# START OF Selected extract

Topic: Retroplayer's SD4 Major Upgrade/Rebuild - heated enclosure
I have completely disassembled my SD4 to begin installing upgrades. One of the first upgrades was to heat the enclosure. I began by purchasing a cheap 12V 150W automotive defroster. 
The blower fan in it was loud and drew a bunch of current. Upon disassembly, I found it was just a DC motor. So, I picked up an Evercool PC system blower (brushless, bearrings) which is much quieter and actually moves quite a bit more air (42CFM.)
The heater portion of the defroster was pretty modular, so I just removed it and found that the blower opening matched up almost perfectly to blow air through the heater. I got in a little bit of a hurry and just epoxied the heater on to blower fan, but would like to go back and at least make a simple enclosure for it so it looks nice.
The design will have the fan air input facing the bottom of the printer to suck the cool air up into it and heat it. I also need to install a filter to prevent little plastic bits from getting sucked into the fan and blowing into the heater.
A quick test showed that it works pretty good. It takes about a half minute to start cranking out some decent hot air, but then it heats the air very quickly. The whole thing is relatively quiet.
It draws about 10A. A 12V digital temperature controller will monitor the air temperature in the enclosure and control my heater. Since the controller I bought can handle 10A, no SSR is needed (I bought one just in case.) I am considering options to control this from G-Code, though.
Inside the walls of the enclosure will be automotive insulation/sound deadening mats (WOW mats) to ensure the enclosure holds its temp and reduces noise from the printer.
Weather stripping and more mat will also be added to the front door to also help keep in the heat.

I have also added some 12" white CCFL lamps inside the top of the case for better lighting. These are meant for PC enclosure pimping. The wires need to be extended so that I can mount the inverter in a more convenient position. There will also be a switch to turn them on and off.

And of course, the upgrade to 3mm .05T Z axis lead screw with 0.9 degree stepper and flex coupler. I have the proper flange nut coming.
This stepper is about 1.5x taller than the original (seems all of the 0.9 degree steppers are taller.) So I had to order some M3 x 45mm socket caps screws for the stepper. The included screws weren't long enough to mount it to the bottom like the original. Being taller as well as the flex coupler will mean I will likely loose some Z working area. But the gain is higher resolution with the 0.9 degree steps and finer M3 threaded rod. Going to 1/64 stepper controllers would increase this even more.

Not shown yet is the heated bed upgrade.
It is a sandwich consisting of a MKII PCB heater, a 200mmx200mm 5mil thermal conductive pad, and a borosilicate glass surface. Connections will be made with XT60 high temperature connectors.
The MKII heater has a helpful LED to let you know when the heater is on. I am working on a light pipe to focus the LED into the bed glass. The idea is to make the glass glow when it is on (just for the cool factor.)
I am working out the modifications to switch the bed to a four point mounting and making the Z platform more rigid. I may end up completely rebuilding the Z platform to use linear bearings. One advantage to rebuilding it would be to gain back some of the space I lose with the new stepper and flex-coupler.
Stay tuned. This will probably be the most major upgrade.
2 DC-DC 60A SSRs will manage the heater bed and extruder. Each only seem to draw about 10-15A. So the 60A SSRs appear to stay fairly cool. They will be mounted to the metal with heatsink compound, though.

# END OF Selected extract
# START OF Dataset excerpt

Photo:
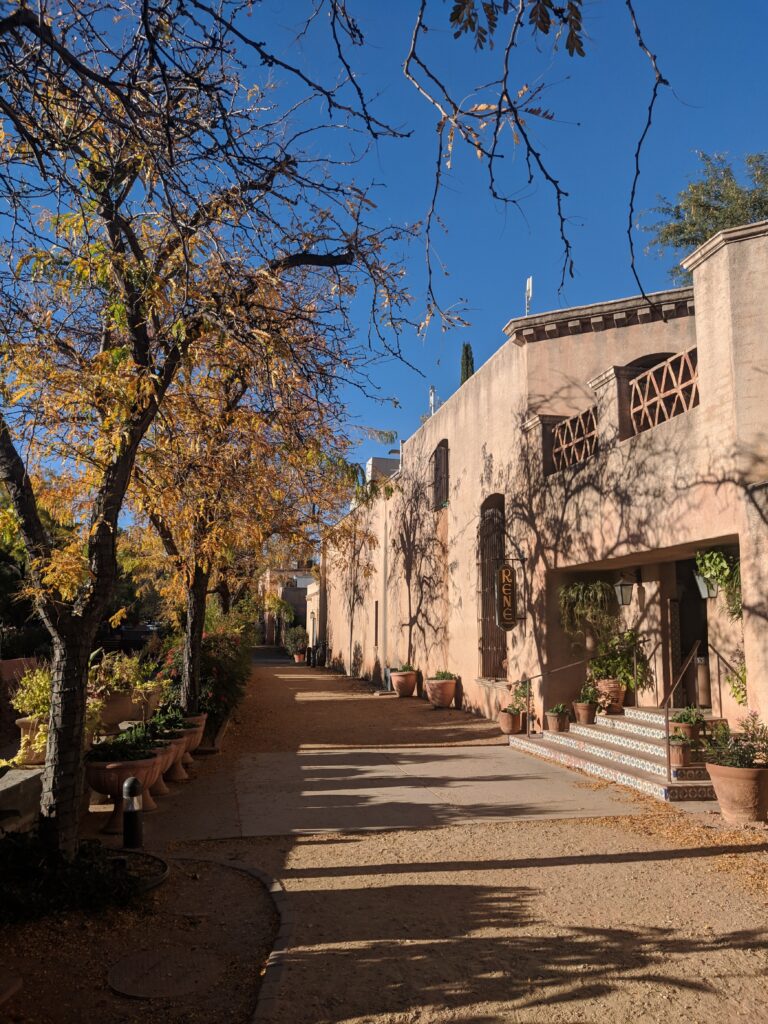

# END OF Dataset excerpt

Resume the write-up on the SD4 heated-enclosure rebuild, continuing after its final sentence.

A 750W PC power supply will supply all the needed power with two 30A 12V rails. The advantage to using the PC supply is standard IEC cable, circuit breaker and short circuit protection built in. LED power status and the ability to switch the unit on and off. Inside the front will be a lighted pushbutton switch to power on and off.
Upcoming:
LEDs to indicate the status of the extruder and enclosure heaters
E3D V5 extruder upgrade into stock SD4 aluminum mount (may break down and buy a bulldog)
Hotend ducted fan
Pillow block bearing on Y transmission axis and bearings to replace the end bushings
Improved Y axis ends
Carriage upgrades all around with linear bearings
Spectra line replacement for belts with custom turnbuckle tensioner and swivels
Improved wire management
All electronics mounted in extension box underneath the printer
Some things I am debating/working out...
Raspberry Pi with octoprint or windows tablet for offloading printing. Leaning towards a windows tablet solution as they can picked up fairly cheaply now and all the parts to do the Rapsberry Pi thing (camera, touch screen LCD) come out pretty close in cost. Toshiba Encore Mini is $119 new!
BullDog XL and switching to bowden arrangement
Possiblly dual extruder upgrade if I go the above path
Electronics upgrade to 1/64 stepper drivers
Using what I have learned to build a new printer from scratch (might as well, I am replacing/upgrading just about everything except the chassis!
Filament mounting system
The SD4 has been fun, but my primary focus is engineering. So precision is my highest concern. The SD4 is a great printer for trinkets and such - no complaints there. But trying to print precise and repeatable parts has been a pain with this printer.
Open to suggestions. I plan to write up all upgrades as well as I can so others can follow. I will have parts lists as well.
I can spend extra detail on anything others might be interested in if you let me know. I am not great at taking pictures as I go, but if I know someone is interested in something specific, I can make sure to take more pictures and/or videos.
My goal is to finish all the upgrades by the end of the year and spend next year building a printer from scratch based on what I learn from this. One of the fears I had before starting this was running into a portion of the upgrade and needing to print custom parts with the printer disassembled. So I have spent quite a bit of time trying to pre-plan as much as possible.
Anyway, let me know if any of the above upgrades interests you the most so I can be sure to give it special attention while documenting it. And any suggestions for upgrades I didn't mention that you might like to see are appreciated.